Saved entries
◆ ◆ ◆ ◆

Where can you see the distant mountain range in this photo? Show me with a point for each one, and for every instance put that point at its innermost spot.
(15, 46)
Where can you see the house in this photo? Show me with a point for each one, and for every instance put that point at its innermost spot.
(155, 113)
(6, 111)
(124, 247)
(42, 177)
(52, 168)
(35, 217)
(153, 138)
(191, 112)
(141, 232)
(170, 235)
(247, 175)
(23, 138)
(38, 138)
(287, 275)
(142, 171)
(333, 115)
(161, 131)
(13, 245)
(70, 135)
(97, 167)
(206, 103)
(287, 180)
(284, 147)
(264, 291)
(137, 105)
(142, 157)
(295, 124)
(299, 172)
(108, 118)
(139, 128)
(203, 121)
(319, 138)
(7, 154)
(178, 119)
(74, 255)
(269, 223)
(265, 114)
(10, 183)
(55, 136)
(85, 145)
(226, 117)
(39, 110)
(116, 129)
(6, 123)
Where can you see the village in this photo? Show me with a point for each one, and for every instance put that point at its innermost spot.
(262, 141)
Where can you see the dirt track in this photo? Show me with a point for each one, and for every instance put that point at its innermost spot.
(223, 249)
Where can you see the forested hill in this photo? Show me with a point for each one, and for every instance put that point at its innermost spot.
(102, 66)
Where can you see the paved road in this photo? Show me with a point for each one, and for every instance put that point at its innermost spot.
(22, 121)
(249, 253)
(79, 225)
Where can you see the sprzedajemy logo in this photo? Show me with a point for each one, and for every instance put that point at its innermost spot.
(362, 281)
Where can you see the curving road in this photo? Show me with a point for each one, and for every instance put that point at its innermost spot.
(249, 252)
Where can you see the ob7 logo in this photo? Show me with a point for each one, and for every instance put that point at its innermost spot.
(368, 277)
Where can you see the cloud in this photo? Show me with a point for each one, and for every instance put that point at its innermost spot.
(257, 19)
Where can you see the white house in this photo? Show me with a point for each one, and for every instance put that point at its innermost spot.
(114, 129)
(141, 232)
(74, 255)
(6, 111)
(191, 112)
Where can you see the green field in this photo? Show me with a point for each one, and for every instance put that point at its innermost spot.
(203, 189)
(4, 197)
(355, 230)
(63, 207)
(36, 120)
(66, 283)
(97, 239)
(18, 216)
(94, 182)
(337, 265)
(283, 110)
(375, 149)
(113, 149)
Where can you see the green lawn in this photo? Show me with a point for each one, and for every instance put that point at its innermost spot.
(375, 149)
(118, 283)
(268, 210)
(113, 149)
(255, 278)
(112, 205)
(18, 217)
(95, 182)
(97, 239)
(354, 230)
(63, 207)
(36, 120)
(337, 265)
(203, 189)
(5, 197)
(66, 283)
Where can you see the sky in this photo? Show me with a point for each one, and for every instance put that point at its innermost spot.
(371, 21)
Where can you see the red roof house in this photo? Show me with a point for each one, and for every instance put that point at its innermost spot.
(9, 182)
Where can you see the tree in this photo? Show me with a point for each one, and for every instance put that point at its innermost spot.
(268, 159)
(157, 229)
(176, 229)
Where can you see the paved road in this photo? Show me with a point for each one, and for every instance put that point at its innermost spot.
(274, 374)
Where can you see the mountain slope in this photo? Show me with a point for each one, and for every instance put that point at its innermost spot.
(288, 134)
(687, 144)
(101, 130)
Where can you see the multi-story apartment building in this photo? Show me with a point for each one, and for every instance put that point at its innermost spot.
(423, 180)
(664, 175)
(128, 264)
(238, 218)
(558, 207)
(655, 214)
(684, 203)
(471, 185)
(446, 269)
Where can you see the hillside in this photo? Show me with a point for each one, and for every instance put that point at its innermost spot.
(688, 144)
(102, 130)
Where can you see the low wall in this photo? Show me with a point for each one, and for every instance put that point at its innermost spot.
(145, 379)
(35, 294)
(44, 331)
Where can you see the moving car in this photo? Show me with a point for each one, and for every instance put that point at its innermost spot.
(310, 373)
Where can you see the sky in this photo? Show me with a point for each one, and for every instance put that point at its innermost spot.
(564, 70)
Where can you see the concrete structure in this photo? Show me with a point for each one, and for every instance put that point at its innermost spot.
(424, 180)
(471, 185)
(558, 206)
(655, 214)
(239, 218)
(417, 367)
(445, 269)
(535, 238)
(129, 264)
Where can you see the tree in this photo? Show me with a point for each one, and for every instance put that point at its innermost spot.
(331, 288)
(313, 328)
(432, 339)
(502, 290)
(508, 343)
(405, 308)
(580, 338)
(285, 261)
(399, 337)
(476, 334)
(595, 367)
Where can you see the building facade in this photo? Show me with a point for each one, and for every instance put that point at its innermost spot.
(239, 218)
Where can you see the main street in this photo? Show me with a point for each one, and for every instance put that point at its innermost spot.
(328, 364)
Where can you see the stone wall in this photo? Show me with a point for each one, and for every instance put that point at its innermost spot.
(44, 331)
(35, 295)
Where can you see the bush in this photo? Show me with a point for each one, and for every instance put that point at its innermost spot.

◆ ◆ ◆ ◆

Problem details
Repeat all of the records above exactly as written.

Result of this exercise
Where can you see the distant mountain range in this photo? Show me with a point for each one, and for every instance put that point at its innermost spot.
(15, 46)
Where can you see the house in this photo? Show me with a point for each one, and for every instance put that point at its innermost spot.
(155, 113)
(6, 111)
(124, 247)
(42, 177)
(52, 168)
(35, 217)
(153, 138)
(191, 112)
(141, 232)
(170, 235)
(247, 175)
(23, 138)
(38, 138)
(287, 275)
(142, 171)
(333, 115)
(161, 131)
(13, 245)
(70, 135)
(97, 167)
(206, 103)
(287, 180)
(284, 147)
(264, 291)
(137, 105)
(142, 157)
(295, 124)
(299, 172)
(108, 118)
(139, 128)
(203, 121)
(319, 138)
(7, 154)
(178, 119)
(74, 255)
(269, 223)
(265, 114)
(10, 183)
(55, 136)
(85, 145)
(226, 117)
(39, 110)
(116, 129)
(6, 123)
Where can you see the village in this photo? Show me with a point for each one, and for every instance put that point at its innermost spot.
(262, 141)
Where can you see the dirt track in this photo? Show me with a point for each one, and for every instance put that point at its innermost spot.
(223, 249)
Where can you see the forested hill in this photo? Show me with a point for each one, and for every instance put that point at its innermost spot.
(102, 66)
Where can you see the paved road in this photo? Show me with a point for each one, and for every instance put that point at its innermost spot.
(22, 121)
(249, 253)
(79, 225)
Where can you see the sprzedajemy logo in this photo? Show me with a point for each one, and for every instance put that point at its innermost spot.
(362, 281)
Where can you see the curving road in this photo? Show me with a point for each one, and for every instance put that point at its innermost spot.
(249, 252)
Where can you see the ob7 logo in this photo? Show me with a point for each one, and for every instance put that point at its innermost spot.
(368, 277)
Where can you see the cloud in this photo? Show me with a point for each one, and for every instance put that point at its innermost spot.
(257, 19)
Where can you see the white house in this photo? Show me with a point for each one, and for every instance put that point at its innermost spot.
(114, 129)
(141, 232)
(74, 255)
(6, 111)
(191, 112)
Where can you see the green field in this photo? Show me with a point for each one, and for every instance put that point at its innermost spot.
(203, 189)
(4, 197)
(355, 230)
(63, 207)
(36, 120)
(66, 283)
(97, 239)
(18, 216)
(94, 182)
(337, 265)
(283, 110)
(375, 149)
(113, 149)
Where can you see the green lawn in this photo? Show me with a point for each one, and for every instance put that point at its innermost spot.
(375, 149)
(118, 283)
(268, 210)
(113, 149)
(255, 278)
(112, 205)
(18, 217)
(95, 182)
(97, 239)
(354, 230)
(63, 207)
(36, 120)
(337, 265)
(203, 189)
(5, 197)
(66, 283)
Where can you see the sky in this photo? Show me with a point for each one, and for every instance put that point at its innermost spot.
(371, 21)
Where can you see the red roof house in this photo? Show me with a point for each one, and for every instance put that point at its innermost spot.
(9, 182)
Where can you see the tree in this photo? Show me with a point for each one, and for every instance put that point at its innermost spot.
(268, 159)
(157, 229)
(176, 229)
Where can you see the paved road in this photo? Show me with a point for each one, and for every instance put that point at its innermost spot.
(274, 374)
Where can you see the mountain slope in this photo? Show me with a point for each one, and for every instance put that point at its innermost spot.
(288, 134)
(687, 144)
(101, 130)
Where can you see the multi-story apartment building in this photo? Show me with a point for each one, and for every instance put that point at its innermost spot.
(423, 180)
(664, 175)
(128, 264)
(238, 218)
(558, 207)
(655, 214)
(684, 203)
(471, 185)
(446, 269)
Where can you see the hillside in this photo? Show me with a point for each one, and for every instance put that point at its innermost spot.
(688, 144)
(102, 130)
Where can you see the low wall in this photo? Show me with a point for each one, and for every instance put that point at its innermost spot.
(145, 379)
(35, 294)
(44, 331)
Where can you see the moving car in this photo? Show me with a point for each one, and for every instance put that point at its innermost spot.
(310, 373)
Where can you see the sky in this photo? Show me with a point for each one, and for every instance put that point at its innermost spot.
(564, 70)
Where can you see the concrete structure in this photo? Show me with a point for each one, and for every instance put that point at its innermost spot.
(424, 180)
(471, 185)
(558, 206)
(655, 214)
(239, 218)
(417, 367)
(445, 269)
(535, 238)
(129, 264)
Where can you see the tree in this photo? Show me with a point for each one, and for every instance put that point at its innermost spot.
(331, 288)
(313, 328)
(432, 339)
(502, 290)
(508, 343)
(405, 308)
(580, 338)
(285, 261)
(399, 337)
(476, 334)
(595, 367)
Where can you see the building facade in this photo? Show me with a point for each one, and for every instance put that point at its innermost spot.
(239, 218)
Where can you see the main street in this photo? Show me with a point for each one, and for every instance put that point at its innermost spot.
(328, 364)
Where can you see the stone wall in this photo? Show me with a point for each one, and for every instance put that point at its innermost spot.
(44, 331)
(35, 295)
Where can you see the bush in this photo? Show me with a point for each one, and for every instance put that point at its innermost spot.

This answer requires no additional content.